- [Data provided]
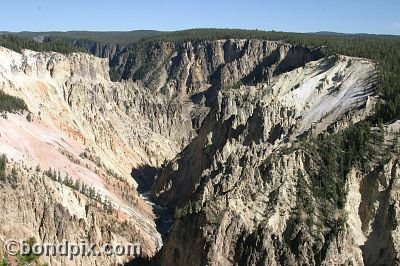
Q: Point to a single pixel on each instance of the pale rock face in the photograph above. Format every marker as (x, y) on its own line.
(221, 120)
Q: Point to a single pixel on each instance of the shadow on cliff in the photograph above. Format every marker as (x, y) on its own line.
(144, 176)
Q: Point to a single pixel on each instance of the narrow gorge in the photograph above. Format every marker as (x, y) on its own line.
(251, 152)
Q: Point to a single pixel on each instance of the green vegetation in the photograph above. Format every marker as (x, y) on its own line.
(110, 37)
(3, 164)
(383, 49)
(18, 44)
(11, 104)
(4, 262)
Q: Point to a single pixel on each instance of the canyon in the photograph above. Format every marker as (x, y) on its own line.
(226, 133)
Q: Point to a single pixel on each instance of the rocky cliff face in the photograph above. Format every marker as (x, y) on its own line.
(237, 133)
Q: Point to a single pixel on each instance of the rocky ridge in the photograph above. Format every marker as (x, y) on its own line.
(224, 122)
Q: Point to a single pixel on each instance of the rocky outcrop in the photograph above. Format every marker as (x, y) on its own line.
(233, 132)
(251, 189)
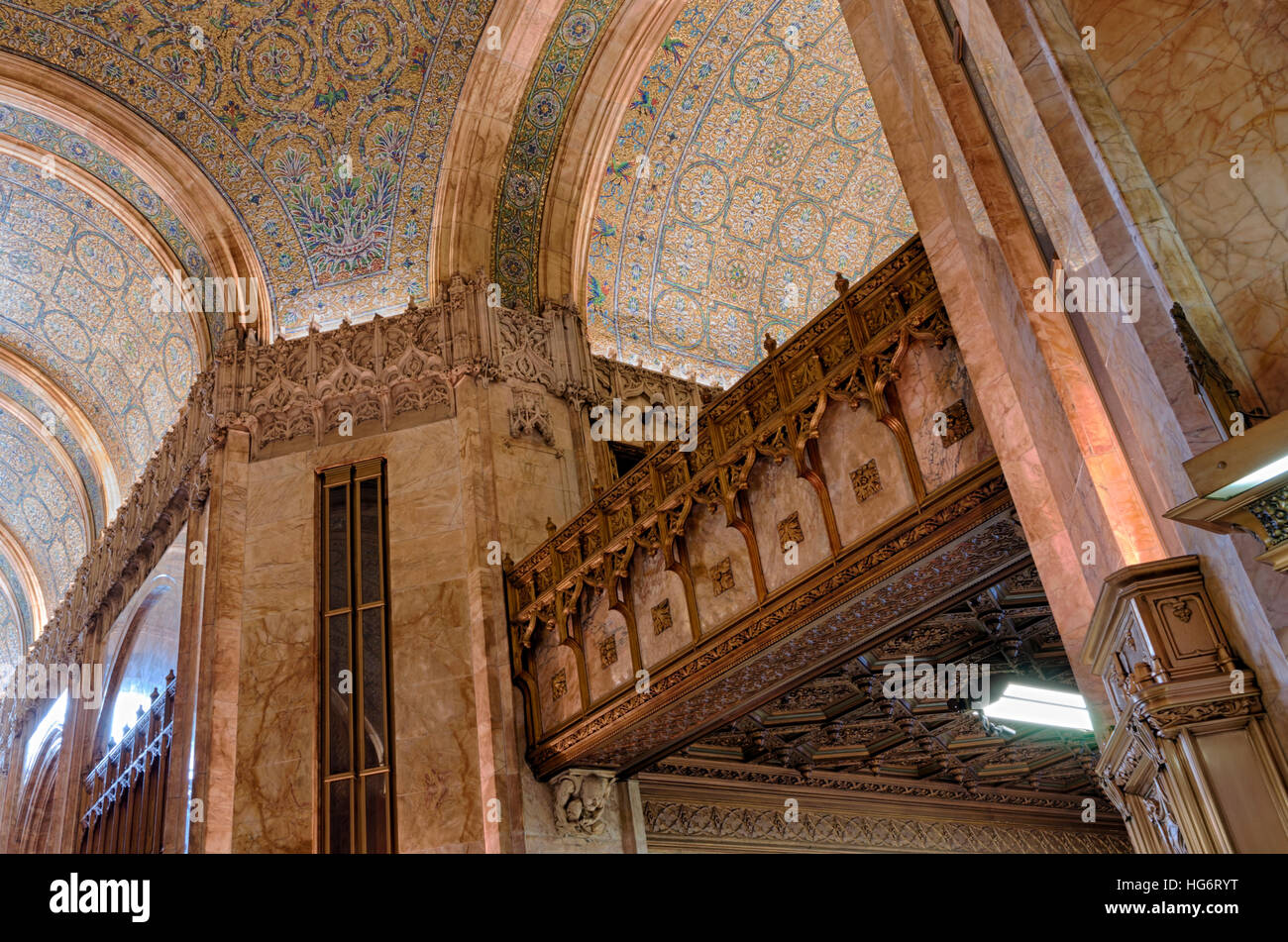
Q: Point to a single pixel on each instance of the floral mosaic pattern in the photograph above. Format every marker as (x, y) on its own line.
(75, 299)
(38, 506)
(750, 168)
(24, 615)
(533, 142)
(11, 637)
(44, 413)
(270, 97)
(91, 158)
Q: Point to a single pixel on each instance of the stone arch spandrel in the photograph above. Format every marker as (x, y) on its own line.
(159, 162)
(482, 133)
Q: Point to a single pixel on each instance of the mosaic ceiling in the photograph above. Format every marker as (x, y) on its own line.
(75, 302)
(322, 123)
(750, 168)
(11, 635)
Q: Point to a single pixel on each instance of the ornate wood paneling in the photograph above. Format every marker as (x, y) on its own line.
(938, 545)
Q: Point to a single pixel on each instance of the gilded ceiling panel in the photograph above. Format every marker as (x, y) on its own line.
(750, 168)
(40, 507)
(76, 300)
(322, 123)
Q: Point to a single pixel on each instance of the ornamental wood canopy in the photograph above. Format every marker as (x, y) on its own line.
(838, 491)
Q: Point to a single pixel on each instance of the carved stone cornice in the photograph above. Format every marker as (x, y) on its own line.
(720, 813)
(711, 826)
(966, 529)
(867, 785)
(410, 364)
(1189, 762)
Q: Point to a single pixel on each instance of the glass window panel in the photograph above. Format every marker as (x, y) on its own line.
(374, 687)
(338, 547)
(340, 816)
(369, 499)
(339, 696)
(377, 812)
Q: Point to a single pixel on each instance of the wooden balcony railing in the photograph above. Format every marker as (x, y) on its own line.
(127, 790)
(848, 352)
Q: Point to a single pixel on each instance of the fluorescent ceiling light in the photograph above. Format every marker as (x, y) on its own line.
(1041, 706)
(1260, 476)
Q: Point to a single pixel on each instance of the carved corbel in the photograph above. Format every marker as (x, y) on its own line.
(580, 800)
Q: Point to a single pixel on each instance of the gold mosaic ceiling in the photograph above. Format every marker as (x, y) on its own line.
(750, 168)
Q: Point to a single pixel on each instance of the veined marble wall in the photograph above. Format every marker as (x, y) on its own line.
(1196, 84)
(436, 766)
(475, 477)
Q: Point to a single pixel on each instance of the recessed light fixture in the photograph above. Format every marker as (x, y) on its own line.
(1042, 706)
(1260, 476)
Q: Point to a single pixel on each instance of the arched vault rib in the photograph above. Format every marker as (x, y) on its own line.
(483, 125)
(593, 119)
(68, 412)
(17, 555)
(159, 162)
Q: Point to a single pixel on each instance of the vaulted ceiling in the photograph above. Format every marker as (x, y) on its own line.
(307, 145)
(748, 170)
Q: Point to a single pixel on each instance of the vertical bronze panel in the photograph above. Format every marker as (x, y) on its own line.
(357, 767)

- [Exercise details]
Starting at the line with "of the veined", restate each line through the end of the records, both ends included, and stop there.

- [Written reply]
Q: Point to a single pixel on each instance of the veined marble wall in the photograph above. Format every marker as (x, y) on its own line.
(1196, 84)
(436, 766)
(475, 477)
Q: Point to a single pixel on each instance of the recessed light fixture in the photograph above. Format every marker as (x, y) on its own line.
(1042, 706)
(1260, 476)
Q: Point to a single pixel on each instance of the arched vault rib in the photograph above. Format every marker as (x, y) on its own line.
(483, 125)
(593, 119)
(68, 412)
(17, 555)
(159, 162)
Q: Point to a single pixel on each instance of the vaulted ceiling in the photograph above. Format every marker as (x, y) on its own line.
(307, 145)
(748, 170)
Q: Point to a single pixel on each instance of the vertical bronze panel in the photograph above. Format every marker as (x, y) on its own line.
(357, 767)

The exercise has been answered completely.